## Objectif:
Recopiez le passage de l'extrait sur le procès de Bordeaux, de « Dans l’immédiat Après-guerre, le » jusqu'à « muet en Alsace-Moselle. » inclus, en remplaçant « verdict » par « jugement ».

Dans l’immédiat Après-guerre, le procès de Bordeaux (avec en accusés 13 Alsaciens-Mosellans incorporés dans la division SS Das Reich, responsable du massacre d’Oradour-sur-Glane – ndlr) a suscité une vive réaction dans la population alsacienne, mais le silence s’est rapidement imposé sur le drame, comme si le verdict – très politique – d’Oradour-sur-Glane (acquittement – ndlr) avait constitué un « point final »: mécontentement en France de l’intérieur, soulagement muet en Alsace-Moselle.
Même si les manuels scolaires de l’Éducation nationale sont « discrets » sur l’enrôlement contraint des Alsaciens et des Lorrains (au mépris du droit international), cette séquence dramatique de l’Occupation nazie reste profondément ancrée dans notre psychologie collective. A ce titre, le livre Psychanalyse de l’Alsace (1951) explique parfaitement la profondeur du traumatisme. Selon son auteur Frédéric Hoffet, la rupture du lien culturel entre l’Alsace et le monde germanophone peut s’expliquer dans une large mesure, par un « complexe de culpabilité », car parler « la langue de l’ennemi » serait un « aveu de responsabilité » pour les souffrances subies et infligées. La France doit reconnaitre la spécificité de l’Histoire de l’Alsace (et la complaisance du régime de Vichy) et l’Alsace doit accepter sans honte sa « différence ».

## Contenu du listing:
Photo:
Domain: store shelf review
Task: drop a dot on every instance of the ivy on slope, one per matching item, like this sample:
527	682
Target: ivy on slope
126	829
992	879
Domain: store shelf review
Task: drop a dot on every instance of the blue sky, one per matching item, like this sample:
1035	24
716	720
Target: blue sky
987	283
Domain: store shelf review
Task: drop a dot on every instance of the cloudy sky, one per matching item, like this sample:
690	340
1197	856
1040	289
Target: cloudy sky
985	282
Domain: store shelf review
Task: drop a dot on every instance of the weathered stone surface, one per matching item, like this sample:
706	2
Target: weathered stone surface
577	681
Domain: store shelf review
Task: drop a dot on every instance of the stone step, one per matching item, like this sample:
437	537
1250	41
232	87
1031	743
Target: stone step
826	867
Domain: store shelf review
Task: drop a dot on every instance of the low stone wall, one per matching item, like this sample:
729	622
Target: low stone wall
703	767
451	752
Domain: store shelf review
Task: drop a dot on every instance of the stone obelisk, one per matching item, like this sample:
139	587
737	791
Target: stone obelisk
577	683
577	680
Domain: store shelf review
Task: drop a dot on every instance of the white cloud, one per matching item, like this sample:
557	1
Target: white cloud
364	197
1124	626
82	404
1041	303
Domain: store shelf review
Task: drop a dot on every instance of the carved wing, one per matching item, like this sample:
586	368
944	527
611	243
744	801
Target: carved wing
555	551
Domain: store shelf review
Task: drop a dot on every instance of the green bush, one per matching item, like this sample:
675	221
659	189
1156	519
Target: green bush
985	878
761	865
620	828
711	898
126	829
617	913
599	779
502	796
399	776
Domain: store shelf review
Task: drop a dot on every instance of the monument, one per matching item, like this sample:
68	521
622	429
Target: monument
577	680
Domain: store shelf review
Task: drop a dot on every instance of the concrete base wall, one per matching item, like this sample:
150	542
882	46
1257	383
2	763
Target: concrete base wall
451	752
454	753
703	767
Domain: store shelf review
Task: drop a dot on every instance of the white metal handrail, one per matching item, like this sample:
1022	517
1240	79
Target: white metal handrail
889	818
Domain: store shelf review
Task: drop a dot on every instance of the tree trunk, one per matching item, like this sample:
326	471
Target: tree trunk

## Solution complète:
Dans l’immédiat Après-guerre, le procès de Bordeaux (avec en accusés 13 Alsaciens-Mosellans incorporés dans la division SS Das Reich, responsable du massacre d’Oradour-sur-Glane – ndlr) a suscité une vive réaction dans la population alsacienne, mais le silence s’est rapidement imposé sur le drame, comme si le jugement – très politique – d’Oradour-sur-Glane (acquittement – ndlr) avait constitué un « point final »: mécontentement en France de l’intérieur, soulagement muet en Alsace-Moselle.